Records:
■ ■ ■ ■ ■

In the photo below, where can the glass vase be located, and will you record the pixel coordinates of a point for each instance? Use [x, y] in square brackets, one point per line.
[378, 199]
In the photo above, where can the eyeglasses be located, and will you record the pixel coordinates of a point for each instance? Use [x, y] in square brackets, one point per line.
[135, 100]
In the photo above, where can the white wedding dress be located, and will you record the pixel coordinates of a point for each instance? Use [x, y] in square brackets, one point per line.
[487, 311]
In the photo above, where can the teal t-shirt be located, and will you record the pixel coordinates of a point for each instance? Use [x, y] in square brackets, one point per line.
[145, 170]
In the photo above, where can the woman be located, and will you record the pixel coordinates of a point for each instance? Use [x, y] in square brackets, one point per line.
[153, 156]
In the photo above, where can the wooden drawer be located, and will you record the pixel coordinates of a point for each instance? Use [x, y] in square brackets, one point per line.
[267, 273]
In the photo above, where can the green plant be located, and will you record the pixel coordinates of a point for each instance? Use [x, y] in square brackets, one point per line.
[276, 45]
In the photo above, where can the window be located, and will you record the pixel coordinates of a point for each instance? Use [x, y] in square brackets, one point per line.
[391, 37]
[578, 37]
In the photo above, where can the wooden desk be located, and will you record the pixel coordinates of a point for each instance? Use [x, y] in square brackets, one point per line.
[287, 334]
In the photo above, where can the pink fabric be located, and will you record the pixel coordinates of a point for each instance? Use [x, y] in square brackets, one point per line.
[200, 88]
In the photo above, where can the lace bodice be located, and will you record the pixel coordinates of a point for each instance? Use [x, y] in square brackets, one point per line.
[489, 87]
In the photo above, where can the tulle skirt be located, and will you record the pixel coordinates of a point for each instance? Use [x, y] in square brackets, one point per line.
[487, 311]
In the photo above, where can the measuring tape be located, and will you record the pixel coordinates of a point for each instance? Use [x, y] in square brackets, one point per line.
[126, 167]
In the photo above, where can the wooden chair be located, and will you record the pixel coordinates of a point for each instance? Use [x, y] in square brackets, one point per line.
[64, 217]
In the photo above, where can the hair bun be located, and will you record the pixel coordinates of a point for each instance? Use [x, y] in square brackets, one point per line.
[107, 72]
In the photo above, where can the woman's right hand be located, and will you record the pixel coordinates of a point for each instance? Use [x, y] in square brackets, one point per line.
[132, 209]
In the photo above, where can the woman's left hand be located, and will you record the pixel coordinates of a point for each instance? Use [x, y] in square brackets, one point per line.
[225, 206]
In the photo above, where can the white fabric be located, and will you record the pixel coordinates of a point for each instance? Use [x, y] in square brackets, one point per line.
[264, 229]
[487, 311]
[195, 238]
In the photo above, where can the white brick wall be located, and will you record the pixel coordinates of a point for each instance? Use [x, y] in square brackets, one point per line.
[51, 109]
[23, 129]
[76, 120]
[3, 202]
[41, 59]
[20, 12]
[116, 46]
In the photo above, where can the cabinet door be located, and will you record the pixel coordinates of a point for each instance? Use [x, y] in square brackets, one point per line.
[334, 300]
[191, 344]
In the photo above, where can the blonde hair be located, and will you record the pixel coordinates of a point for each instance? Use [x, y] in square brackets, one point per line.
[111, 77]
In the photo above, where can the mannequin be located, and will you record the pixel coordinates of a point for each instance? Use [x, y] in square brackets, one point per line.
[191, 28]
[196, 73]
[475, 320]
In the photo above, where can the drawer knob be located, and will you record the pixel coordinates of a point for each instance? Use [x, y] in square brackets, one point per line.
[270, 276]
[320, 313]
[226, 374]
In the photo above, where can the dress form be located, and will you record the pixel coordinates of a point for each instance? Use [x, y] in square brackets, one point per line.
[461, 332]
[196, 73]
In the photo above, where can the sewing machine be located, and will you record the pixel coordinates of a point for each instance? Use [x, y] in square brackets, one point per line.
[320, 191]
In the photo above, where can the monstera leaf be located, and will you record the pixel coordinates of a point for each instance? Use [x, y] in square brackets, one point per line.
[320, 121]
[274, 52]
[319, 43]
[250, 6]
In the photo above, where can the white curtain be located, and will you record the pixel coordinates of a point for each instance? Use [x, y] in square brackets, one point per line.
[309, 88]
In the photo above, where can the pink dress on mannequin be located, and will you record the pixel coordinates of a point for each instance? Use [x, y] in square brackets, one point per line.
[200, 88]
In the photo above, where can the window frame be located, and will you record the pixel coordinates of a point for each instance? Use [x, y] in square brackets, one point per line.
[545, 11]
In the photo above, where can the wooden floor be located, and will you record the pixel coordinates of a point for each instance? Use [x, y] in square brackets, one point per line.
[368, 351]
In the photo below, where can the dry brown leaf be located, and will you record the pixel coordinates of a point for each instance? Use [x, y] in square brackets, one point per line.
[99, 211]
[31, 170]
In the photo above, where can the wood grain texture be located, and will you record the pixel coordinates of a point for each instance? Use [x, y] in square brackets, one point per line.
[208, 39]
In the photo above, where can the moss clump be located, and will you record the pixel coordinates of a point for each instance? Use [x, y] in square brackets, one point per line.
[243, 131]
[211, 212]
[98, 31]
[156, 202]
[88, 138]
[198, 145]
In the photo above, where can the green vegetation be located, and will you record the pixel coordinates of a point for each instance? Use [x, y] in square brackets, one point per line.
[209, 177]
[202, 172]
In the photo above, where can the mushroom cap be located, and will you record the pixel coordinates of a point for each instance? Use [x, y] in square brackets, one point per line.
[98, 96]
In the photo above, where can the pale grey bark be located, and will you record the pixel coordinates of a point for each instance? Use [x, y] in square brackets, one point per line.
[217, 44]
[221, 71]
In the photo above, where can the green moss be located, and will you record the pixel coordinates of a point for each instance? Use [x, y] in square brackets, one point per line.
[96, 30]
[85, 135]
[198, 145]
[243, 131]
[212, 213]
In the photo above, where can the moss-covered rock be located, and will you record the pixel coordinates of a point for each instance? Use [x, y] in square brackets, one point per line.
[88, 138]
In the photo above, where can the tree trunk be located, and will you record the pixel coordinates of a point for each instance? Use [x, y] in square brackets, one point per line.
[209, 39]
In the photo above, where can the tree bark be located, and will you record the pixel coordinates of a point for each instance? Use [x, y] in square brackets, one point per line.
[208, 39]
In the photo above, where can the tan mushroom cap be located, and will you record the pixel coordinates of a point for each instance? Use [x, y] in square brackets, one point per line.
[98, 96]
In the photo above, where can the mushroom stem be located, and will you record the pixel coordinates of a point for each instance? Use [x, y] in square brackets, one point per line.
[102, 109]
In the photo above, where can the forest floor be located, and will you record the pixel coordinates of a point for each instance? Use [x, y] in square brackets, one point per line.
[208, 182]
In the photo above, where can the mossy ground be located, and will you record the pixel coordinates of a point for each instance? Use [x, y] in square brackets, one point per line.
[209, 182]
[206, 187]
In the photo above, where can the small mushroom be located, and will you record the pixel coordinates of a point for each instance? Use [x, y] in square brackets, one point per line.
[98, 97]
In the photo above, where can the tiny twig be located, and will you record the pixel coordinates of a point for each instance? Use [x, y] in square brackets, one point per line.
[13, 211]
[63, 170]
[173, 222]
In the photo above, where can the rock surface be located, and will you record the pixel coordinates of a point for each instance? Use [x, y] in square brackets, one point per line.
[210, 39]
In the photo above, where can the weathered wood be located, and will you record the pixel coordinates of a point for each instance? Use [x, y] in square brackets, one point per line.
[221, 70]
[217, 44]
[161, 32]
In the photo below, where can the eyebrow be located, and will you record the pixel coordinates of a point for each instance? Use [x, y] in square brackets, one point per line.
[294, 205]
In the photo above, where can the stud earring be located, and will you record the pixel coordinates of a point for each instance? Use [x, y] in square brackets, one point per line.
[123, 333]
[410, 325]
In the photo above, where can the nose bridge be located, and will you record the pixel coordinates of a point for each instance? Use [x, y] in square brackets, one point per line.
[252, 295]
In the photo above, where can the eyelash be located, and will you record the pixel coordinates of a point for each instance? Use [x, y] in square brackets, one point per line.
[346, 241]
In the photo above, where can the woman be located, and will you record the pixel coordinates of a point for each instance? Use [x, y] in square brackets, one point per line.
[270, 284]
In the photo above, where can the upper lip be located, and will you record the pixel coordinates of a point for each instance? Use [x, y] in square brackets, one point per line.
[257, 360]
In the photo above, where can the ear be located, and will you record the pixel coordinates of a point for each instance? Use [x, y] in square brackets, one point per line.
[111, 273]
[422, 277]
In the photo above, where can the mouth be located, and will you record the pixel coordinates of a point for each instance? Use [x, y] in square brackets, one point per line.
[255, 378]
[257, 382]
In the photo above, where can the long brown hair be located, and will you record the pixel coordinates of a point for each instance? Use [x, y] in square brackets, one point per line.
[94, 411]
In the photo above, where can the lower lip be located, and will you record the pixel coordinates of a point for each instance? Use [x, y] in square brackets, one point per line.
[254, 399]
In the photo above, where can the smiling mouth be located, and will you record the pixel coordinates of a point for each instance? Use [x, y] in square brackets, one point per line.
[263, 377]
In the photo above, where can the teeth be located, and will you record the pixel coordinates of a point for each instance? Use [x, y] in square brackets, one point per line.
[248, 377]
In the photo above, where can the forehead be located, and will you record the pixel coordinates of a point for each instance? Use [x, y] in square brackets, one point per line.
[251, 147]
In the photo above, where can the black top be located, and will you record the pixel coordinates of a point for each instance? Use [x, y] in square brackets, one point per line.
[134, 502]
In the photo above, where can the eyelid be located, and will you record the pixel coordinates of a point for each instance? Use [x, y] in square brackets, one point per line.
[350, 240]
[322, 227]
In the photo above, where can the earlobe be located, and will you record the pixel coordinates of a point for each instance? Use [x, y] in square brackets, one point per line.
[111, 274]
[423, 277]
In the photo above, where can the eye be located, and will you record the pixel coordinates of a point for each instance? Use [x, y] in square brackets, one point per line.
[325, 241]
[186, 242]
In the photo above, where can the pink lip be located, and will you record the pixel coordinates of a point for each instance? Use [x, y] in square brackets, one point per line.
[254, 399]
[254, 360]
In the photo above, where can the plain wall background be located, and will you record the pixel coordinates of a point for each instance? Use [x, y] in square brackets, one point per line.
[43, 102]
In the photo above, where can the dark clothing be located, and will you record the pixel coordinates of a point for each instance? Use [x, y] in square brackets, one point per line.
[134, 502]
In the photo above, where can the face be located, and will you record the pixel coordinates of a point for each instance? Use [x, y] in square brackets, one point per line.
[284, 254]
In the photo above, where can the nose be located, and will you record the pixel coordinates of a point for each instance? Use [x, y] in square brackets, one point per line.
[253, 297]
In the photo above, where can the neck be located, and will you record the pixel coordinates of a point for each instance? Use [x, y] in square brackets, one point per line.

■ ■ ■ ■ ■

## CHALLENGE:
All lines from the one containing "In the photo above, where can the teeth" through the end of the records, both ends included, are to be quoted exactly; please add nothing else.

## CORRECT ANSWER:
In the photo above, where can the teeth be located, and will you record the pixel coordinates of a point for each instance? Use [x, y] in square brackets, one point per line.
[248, 377]
In the photo above, where can the forehead be located, and will you record the pixel coordinates of a point for each instance? Use [x, y] in square brackets, one point per line.
[251, 147]
In the photo above, where can the black top be located, and will you record the pixel coordinates of a point for each instance? Use [x, y] in square brackets, one point per line.
[134, 502]
In the photo above, where can the eyelid be located, and will you record the pixel coordinates of a point for each instance? Use [x, y] in square brackets, one point per line.
[350, 240]
[322, 227]
In the photo above, where can the earlobe be located, and will you record the pixel coordinates of a point for each instance? Use [x, y] in square brackets, one point per line.
[111, 274]
[423, 277]
In the photo above, where can the eye be located, and will you record the pixel coordinates of a point for each instance? Use [x, y] in square brackets, one point per line.
[325, 241]
[186, 242]
In the photo above, where can the pink lip be located, and will you record the pixel coordinates of a point for each instance? Use [x, y] in square brackets, one point per line.
[254, 399]
[254, 360]
In the photo above, where can the plain wall background be located, and will you record the pixel coordinates of a point for each instance? Use [x, y] in square brackets, one point per line.
[43, 102]
In the photo above, where can the dark clothing be located, and will you record the pixel coordinates of a point for each instance? Use [x, y] in square brackets, one point per line.
[134, 502]
In the photo above, where can the face be located, and will you record the pixel coordinates of a point for each instance? Use [x, y] in square brackets, one point per line.
[284, 254]
In the photo above, where can the nose be located, and will you record the pixel coordinates of a point for each instance? Use [x, y] in square brackets, one point per line.
[253, 297]
In the photo above, where can the neck be located, and will you record the pixel coordinates of a point for each instance? Use [x, y] in square brackets, one point per line.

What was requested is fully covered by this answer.